── EXTRACT ──

Sunday, 17 July 2016

A random expressive sunday....


I think many of us didnt take serious attention towards this talented guy enough.
The album gave a great pack of decent pop music. 
Shadow is definitely my favourite. 
Gayao Sam Tsui.
I'll be watching you in years to come.
I didnt like you for your face or other matters. Your vocal n determination are the main qualities i cheers on. :)

***


Random quotes i found meaningful. Things i wish to say or i would say but no longer tell.

I remember solidly then,
Times when i would wait...
Wait for texts,
For calls.
For ascertains.
For affections.
For attentions.
For him. Crushes. Repetitively.

You may find it funny on why i dont make the 1st move. He once ask me why i dont ask when i feel like questioning. (He was there when i was mending my broken heart)
I asked him back. Should I ask? Am i suppose to ask? Call me a freak living in the 20th century. Talking about fair n equal rights on gender bla bla bla. Sue me! 1st is was ego. 2nd still ego. 3rd if i were to take that role, i wouldnt be able to entrust and put faith on this man cuz not having the courage to even ask for a lady's hand totally turn me off. So yea... it says ego right?

I often wonder why is it so hard?
I dont understand.
Not that i fully get it now. 
But I do know why it has never worked out previously.
I always believe that since i have been reserving for so long, i wouldnt settle for anything less than perfect.

Perfection sounds inpossible.
However my defination of perfect has always been about individuality.
He just has to fit the mold.
Compatibility. Compromise. 
Like puzzle.
Hmmp. Puzzle. That is overrated as well.

Its all about giving n receiving.
Give & Take :)

Let me get this straight. Haha...
I know i might sound fickle minded.
Trust me i always know what i want.
Because i always fall for one ultimate criteria in a man.

Kindness.
A good man.
Thus far he is the only one who exude this personality (base on my observation) and louded mine of which i thought it was long gone.

───
── RECORD EXTRACTS ──

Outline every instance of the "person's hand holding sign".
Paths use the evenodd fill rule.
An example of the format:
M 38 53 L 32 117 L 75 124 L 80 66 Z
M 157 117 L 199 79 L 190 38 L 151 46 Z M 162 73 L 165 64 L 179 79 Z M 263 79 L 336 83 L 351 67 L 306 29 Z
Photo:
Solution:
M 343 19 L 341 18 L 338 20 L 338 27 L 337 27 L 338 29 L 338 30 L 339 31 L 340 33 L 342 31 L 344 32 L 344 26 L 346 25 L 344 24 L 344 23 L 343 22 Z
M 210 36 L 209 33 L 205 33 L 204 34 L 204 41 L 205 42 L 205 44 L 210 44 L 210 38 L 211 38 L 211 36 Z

───

> _EXERCISE TASKS_:
• 1. Summarize the blog post in two sentences.
• 2. According to the blog post, what is the one ultimate criterion the writer always falls for in a man?

> _SOLUTIONS_:
• 1. The blog post praises Sam Tsui and his album of decent pop music, naming "Shadow" as the writer's favorite and singling out his vocals and determination. It then recalls the writer waiting on crushes and declining to make the first move out of ego, and says the one criterion the writer always falls for in a man is kindness.

• 2. Kindness.